[Referring expression pointing data]
+++++

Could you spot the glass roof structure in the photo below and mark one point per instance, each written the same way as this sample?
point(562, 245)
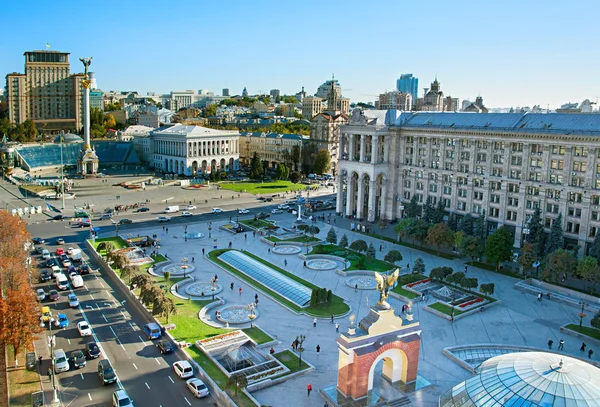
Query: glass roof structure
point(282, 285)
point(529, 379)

+++++

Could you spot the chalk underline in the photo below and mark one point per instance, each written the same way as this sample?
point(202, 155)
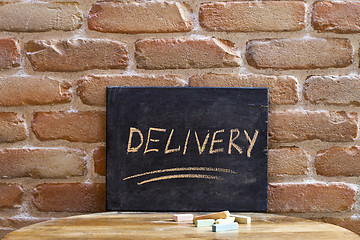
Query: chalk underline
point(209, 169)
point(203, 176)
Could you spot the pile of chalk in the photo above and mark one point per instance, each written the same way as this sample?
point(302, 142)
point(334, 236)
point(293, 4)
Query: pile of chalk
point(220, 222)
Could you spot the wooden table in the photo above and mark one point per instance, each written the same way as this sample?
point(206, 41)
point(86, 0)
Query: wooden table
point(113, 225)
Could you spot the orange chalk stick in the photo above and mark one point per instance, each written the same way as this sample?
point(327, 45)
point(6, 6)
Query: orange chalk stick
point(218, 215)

+++++

EXERCISE OBJECTIVE: Return each line of the data where the word "above" appears.

WRITTEN RESPONSE:
Could you spot the pile of chalk in the photo above and mark one point per instance, each written the same way as this sample?
Could you spot the wooden table in the photo above and mark one point per instance, each written the same way as this sample?
Could you spot the orange chalk stick in the photo above and mark one point per instance, each written the same way as this sample?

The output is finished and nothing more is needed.